--- start ---
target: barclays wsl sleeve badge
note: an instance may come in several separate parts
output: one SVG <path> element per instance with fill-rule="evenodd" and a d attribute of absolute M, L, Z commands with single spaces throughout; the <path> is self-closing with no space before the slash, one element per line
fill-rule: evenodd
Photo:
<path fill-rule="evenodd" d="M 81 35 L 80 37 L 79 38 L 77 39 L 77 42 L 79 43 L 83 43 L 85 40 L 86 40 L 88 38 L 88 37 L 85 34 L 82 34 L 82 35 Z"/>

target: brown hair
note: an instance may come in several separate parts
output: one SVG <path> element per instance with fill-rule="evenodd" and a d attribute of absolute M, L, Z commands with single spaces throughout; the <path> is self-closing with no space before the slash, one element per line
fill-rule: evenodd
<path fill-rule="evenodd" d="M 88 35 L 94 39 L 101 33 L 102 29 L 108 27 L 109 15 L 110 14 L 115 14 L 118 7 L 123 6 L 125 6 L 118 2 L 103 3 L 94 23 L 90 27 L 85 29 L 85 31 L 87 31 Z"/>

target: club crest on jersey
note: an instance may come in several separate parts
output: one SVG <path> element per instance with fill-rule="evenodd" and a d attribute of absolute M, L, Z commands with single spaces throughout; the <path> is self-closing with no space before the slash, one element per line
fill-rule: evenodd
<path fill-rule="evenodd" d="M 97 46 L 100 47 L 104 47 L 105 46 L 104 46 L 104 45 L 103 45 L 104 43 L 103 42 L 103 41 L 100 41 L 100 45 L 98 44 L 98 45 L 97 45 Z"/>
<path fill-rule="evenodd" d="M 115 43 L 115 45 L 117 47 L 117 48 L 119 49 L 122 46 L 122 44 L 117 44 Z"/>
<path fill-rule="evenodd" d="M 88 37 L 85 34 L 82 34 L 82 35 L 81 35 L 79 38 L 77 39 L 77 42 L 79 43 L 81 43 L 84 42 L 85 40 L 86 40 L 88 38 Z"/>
--- end ---
Starting with the line that contains "target: club crest on jersey" and going on through the end of the material above, write those lines out again in full, requests included, with every coordinate in the outlines multiplied by 1.65 and rounded to a whole number, halves rounding up.

target: club crest on jersey
note: an instance may come in several separate parts
output: one SVG <path> element per instance with fill-rule="evenodd" and a d attribute of absolute M, L, Z commands with single spaces throughout; the <path> is self-closing with no space before the slash, one element per line
fill-rule: evenodd
<path fill-rule="evenodd" d="M 160 76 L 165 78 L 172 78 L 173 76 L 172 76 L 172 74 L 170 74 L 172 71 L 170 69 L 170 68 L 165 68 L 165 74 L 162 73 L 162 74 L 160 74 Z"/>
<path fill-rule="evenodd" d="M 190 71 L 190 74 L 193 78 L 193 79 L 196 81 L 201 76 L 201 73 L 193 73 Z"/>
<path fill-rule="evenodd" d="M 145 61 L 140 56 L 135 56 L 135 58 L 134 58 L 130 63 L 127 64 L 127 69 L 130 71 L 134 71 L 139 69 L 140 66 L 142 66 L 145 63 Z"/>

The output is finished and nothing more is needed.